[Point annotation data]

>> START

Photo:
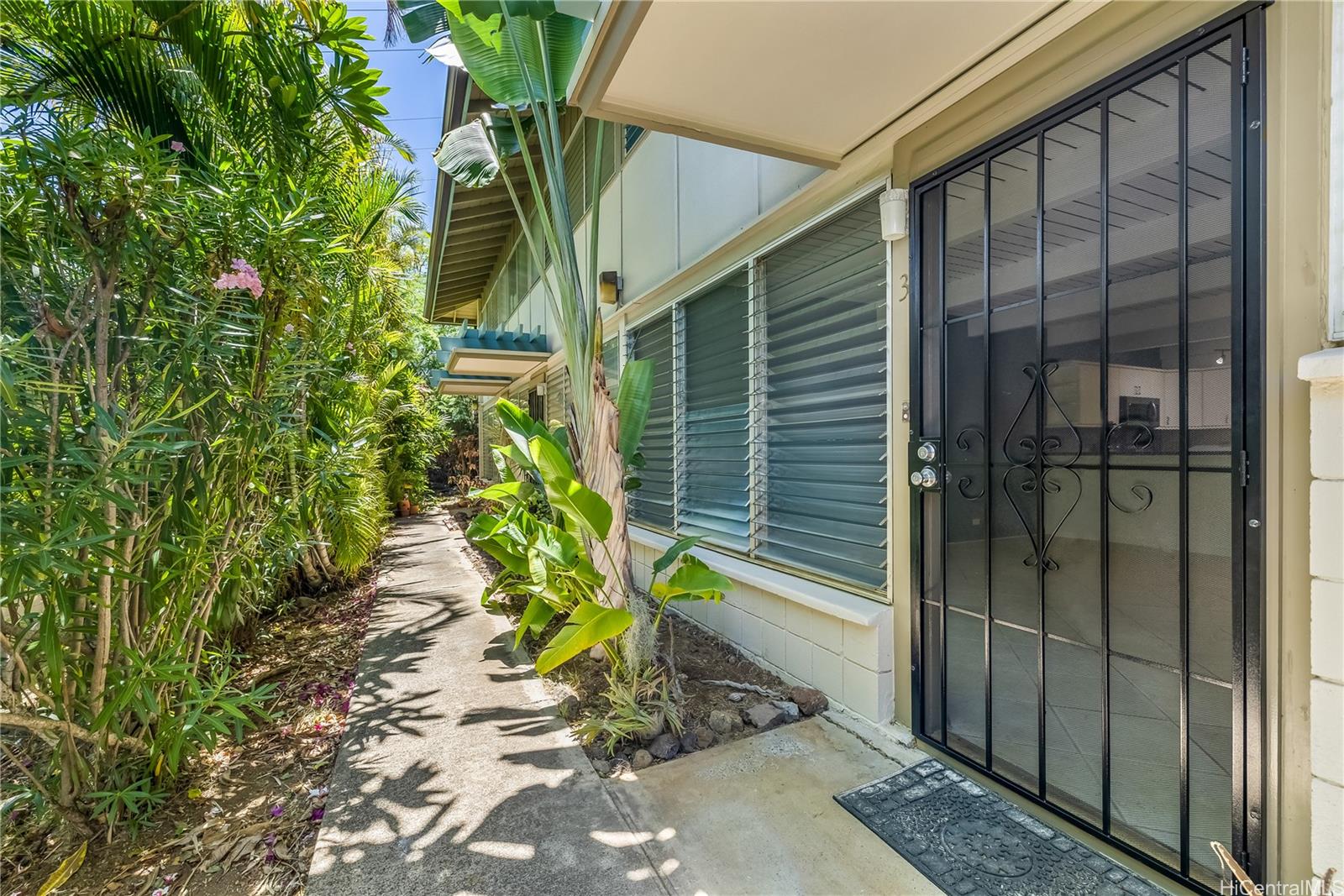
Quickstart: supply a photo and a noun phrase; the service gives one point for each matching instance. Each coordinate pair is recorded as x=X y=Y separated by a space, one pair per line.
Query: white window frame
x=756 y=396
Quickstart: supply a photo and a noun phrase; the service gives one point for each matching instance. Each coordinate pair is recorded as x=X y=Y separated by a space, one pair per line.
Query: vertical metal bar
x=1183 y=344
x=1104 y=537
x=942 y=432
x=1238 y=453
x=1041 y=463
x=990 y=634
x=914 y=426
x=1249 y=139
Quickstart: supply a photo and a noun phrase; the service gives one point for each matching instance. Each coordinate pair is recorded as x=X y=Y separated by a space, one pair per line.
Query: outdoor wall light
x=609 y=288
x=895 y=204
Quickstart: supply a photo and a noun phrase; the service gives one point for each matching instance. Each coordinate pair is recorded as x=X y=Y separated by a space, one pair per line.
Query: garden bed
x=711 y=714
x=244 y=819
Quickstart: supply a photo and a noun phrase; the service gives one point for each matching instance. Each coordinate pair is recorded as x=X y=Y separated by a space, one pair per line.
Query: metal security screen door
x=1084 y=453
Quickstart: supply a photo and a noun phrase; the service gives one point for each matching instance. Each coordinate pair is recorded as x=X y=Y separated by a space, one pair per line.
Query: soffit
x=761 y=76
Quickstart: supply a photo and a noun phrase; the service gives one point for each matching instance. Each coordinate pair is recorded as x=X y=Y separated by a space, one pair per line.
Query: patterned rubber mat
x=972 y=842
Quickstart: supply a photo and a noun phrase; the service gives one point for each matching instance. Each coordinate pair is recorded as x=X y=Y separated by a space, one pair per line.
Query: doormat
x=972 y=842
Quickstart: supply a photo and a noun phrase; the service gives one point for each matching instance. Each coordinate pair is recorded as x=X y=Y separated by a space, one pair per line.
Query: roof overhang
x=457 y=385
x=804 y=80
x=492 y=355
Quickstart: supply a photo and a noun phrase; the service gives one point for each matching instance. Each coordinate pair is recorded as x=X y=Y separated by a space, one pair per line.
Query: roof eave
x=456 y=105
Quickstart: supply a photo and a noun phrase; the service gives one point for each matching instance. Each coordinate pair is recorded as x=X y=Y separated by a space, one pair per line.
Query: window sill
x=833 y=602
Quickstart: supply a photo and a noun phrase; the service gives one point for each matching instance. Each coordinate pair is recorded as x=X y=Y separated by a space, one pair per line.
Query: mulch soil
x=699 y=654
x=245 y=817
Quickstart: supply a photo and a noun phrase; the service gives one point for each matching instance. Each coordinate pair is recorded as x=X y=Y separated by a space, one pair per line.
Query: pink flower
x=244 y=275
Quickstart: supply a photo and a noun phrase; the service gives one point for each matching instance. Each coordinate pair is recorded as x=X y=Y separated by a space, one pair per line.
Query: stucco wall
x=813 y=644
x=1326 y=374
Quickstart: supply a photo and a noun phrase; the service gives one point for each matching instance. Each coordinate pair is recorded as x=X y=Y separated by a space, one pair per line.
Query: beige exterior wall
x=1324 y=371
x=806 y=634
x=1296 y=130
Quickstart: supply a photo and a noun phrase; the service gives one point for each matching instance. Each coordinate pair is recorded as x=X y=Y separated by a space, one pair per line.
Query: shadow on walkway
x=456 y=773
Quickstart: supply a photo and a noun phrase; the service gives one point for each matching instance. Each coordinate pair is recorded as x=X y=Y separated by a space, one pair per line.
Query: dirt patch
x=699 y=658
x=245 y=817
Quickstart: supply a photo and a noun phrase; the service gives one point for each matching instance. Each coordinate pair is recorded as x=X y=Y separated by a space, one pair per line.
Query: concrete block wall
x=847 y=660
x=1326 y=372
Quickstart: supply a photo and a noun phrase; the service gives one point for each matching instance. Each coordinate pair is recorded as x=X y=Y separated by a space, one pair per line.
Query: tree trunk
x=102 y=398
x=604 y=472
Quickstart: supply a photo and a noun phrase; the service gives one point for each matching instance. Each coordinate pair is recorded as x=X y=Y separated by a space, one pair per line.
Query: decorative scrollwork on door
x=1045 y=465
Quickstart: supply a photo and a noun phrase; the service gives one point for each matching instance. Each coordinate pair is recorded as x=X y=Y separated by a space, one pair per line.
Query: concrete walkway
x=459 y=777
x=456 y=774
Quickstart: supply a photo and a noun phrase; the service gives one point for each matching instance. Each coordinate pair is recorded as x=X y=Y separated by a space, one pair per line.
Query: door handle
x=925 y=479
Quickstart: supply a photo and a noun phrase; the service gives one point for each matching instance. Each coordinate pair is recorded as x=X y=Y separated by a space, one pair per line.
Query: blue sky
x=416 y=97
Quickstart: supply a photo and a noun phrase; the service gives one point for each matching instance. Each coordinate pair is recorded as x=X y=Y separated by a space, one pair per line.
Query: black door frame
x=1247 y=24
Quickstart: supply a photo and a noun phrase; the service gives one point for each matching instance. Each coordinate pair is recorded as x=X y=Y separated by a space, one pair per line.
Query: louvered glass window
x=606 y=150
x=632 y=136
x=575 y=176
x=654 y=501
x=557 y=394
x=716 y=427
x=612 y=363
x=824 y=466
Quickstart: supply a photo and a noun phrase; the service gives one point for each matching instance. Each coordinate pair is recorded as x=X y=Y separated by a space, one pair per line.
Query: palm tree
x=522 y=54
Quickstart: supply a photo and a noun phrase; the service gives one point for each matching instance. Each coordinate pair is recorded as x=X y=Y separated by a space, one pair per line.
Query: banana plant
x=550 y=563
x=522 y=53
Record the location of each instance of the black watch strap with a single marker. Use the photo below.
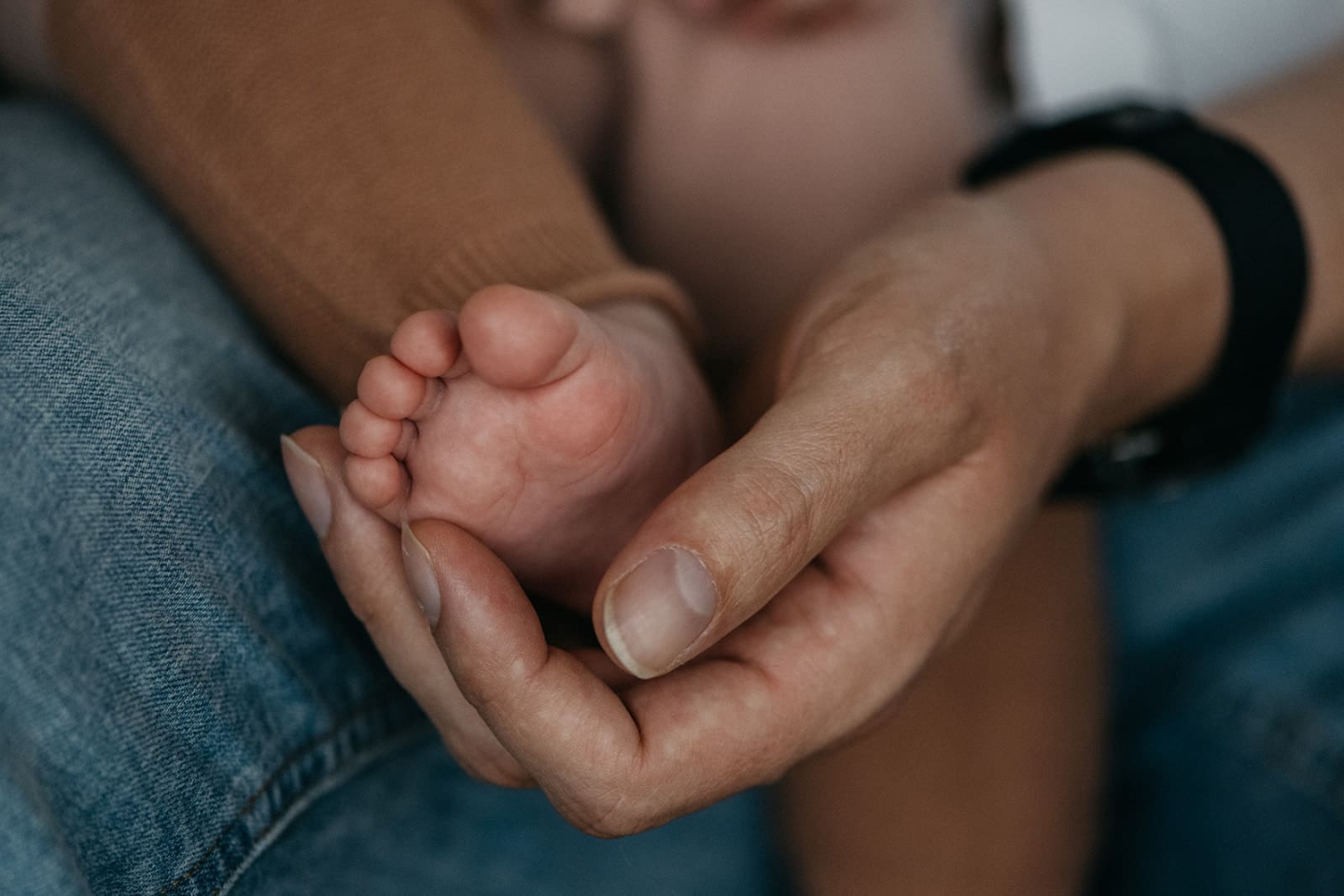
(1267, 265)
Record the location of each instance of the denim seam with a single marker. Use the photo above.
(391, 715)
(1288, 740)
(398, 739)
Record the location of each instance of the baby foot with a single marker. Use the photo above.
(546, 430)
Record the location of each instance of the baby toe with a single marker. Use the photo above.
(367, 434)
(379, 483)
(427, 343)
(388, 388)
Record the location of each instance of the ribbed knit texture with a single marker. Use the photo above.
(345, 162)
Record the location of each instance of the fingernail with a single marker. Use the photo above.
(657, 610)
(305, 477)
(421, 575)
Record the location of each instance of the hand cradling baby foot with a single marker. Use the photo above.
(546, 430)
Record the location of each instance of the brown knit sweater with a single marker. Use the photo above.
(345, 162)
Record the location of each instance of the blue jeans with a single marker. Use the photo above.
(186, 703)
(1227, 605)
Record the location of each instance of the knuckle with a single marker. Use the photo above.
(610, 817)
(778, 510)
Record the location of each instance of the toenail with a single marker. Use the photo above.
(309, 483)
(659, 610)
(421, 575)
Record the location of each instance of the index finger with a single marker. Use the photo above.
(616, 764)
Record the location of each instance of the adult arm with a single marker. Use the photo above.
(345, 162)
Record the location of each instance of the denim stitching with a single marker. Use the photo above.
(370, 707)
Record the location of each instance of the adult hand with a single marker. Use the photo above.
(924, 399)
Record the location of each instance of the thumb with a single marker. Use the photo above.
(726, 541)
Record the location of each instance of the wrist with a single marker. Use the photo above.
(1130, 254)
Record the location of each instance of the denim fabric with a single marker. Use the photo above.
(1228, 629)
(186, 704)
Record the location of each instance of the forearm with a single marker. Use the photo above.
(344, 162)
(1130, 245)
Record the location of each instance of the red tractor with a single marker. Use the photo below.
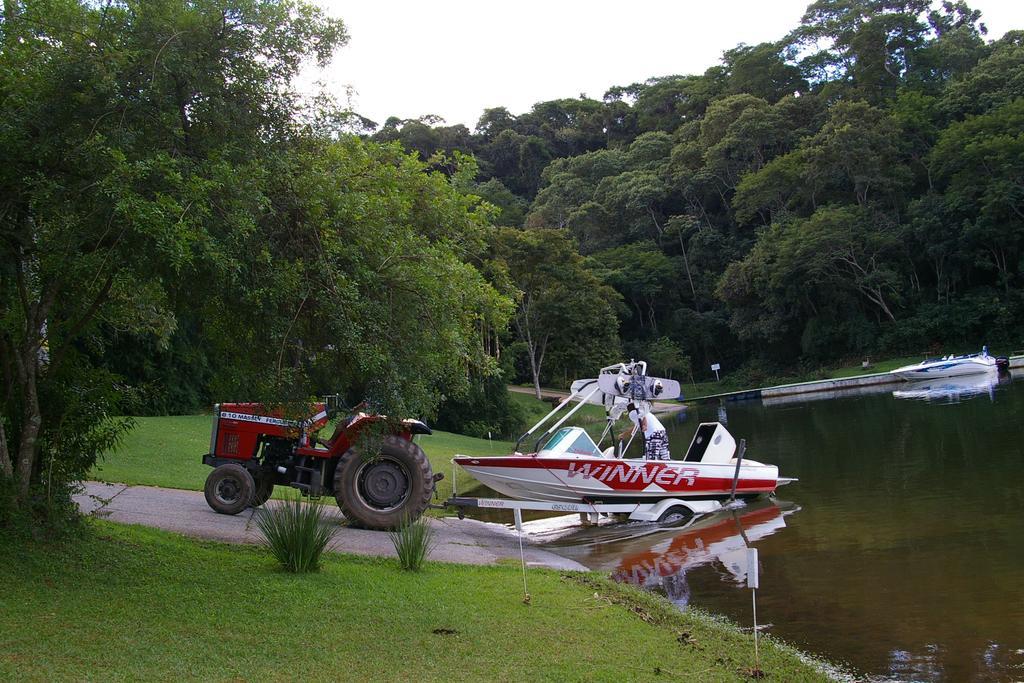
(254, 447)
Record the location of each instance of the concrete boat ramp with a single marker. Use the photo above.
(462, 541)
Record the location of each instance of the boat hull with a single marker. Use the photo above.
(599, 479)
(946, 369)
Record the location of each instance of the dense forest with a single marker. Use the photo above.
(856, 188)
(178, 225)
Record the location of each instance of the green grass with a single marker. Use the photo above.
(168, 451)
(134, 603)
(534, 410)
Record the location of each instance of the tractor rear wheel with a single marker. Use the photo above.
(229, 488)
(263, 491)
(384, 491)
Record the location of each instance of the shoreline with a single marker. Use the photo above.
(813, 386)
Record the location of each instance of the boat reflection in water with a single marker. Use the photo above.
(659, 558)
(953, 389)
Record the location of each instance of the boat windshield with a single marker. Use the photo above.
(570, 440)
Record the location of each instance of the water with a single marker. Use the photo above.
(900, 551)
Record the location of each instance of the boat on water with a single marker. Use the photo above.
(566, 466)
(950, 366)
(952, 389)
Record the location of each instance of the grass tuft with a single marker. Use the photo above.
(296, 532)
(413, 541)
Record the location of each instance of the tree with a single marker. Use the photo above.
(562, 308)
(117, 119)
(980, 163)
(157, 164)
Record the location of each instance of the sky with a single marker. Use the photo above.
(455, 58)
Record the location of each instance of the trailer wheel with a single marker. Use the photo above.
(675, 514)
(263, 489)
(384, 492)
(229, 488)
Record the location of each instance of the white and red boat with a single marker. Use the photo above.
(568, 467)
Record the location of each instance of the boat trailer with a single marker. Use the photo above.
(665, 510)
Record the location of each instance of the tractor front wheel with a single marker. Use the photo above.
(264, 488)
(229, 488)
(385, 489)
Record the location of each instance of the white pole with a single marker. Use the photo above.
(757, 656)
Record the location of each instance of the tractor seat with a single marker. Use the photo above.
(341, 428)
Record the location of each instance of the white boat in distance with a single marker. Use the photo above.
(950, 366)
(567, 466)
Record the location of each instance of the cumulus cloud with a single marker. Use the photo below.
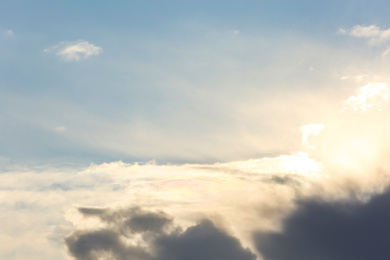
(75, 51)
(343, 230)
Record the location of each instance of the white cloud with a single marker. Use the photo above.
(375, 34)
(365, 31)
(10, 33)
(370, 96)
(60, 129)
(309, 130)
(75, 51)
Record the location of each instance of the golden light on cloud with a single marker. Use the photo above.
(370, 96)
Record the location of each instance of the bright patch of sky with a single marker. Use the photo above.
(225, 110)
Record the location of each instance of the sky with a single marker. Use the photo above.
(193, 130)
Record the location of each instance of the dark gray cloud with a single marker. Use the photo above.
(323, 230)
(201, 242)
(161, 240)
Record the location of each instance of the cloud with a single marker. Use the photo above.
(60, 129)
(10, 33)
(201, 241)
(370, 96)
(310, 130)
(371, 32)
(343, 230)
(75, 51)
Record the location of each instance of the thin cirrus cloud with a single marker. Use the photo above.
(10, 33)
(375, 34)
(370, 96)
(75, 51)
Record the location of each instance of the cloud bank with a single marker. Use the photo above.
(75, 51)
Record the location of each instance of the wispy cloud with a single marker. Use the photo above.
(375, 34)
(75, 51)
(370, 96)
(10, 33)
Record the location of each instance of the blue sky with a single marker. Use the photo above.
(172, 68)
(192, 124)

>> END

SHORT EXERCISE: Please reproduce the material above word for word, from its beginning through the line holding "x=895 y=204", inclusive. Leave the pictures out of your answer.

TASK OUTPUT:
Photo:
Quickstart: supply a photo and a noun phrase; the service gives one point for each matching instance. Each coordinate pair is recorded as x=X y=Y separated by a space, one pair per line.
Query: white window frame
x=756 y=396
Quickstart: supply a photo and a noun phrase; the service gives one point for each matching instance. Each coordinate pair is recorded as x=X y=Y separated by a space, one pair per line.
Query: vertical metal bar
x=1183 y=344
x=1104 y=537
x=942 y=432
x=1238 y=453
x=1041 y=463
x=990 y=634
x=914 y=426
x=1249 y=139
Quickstart: supply a photo and a noun phrase; the service gives one point for each matching instance. Each coordinate pair is recorded as x=X y=Y separated by a space, one pair per line.
Query: outdoor wall light
x=609 y=288
x=895 y=204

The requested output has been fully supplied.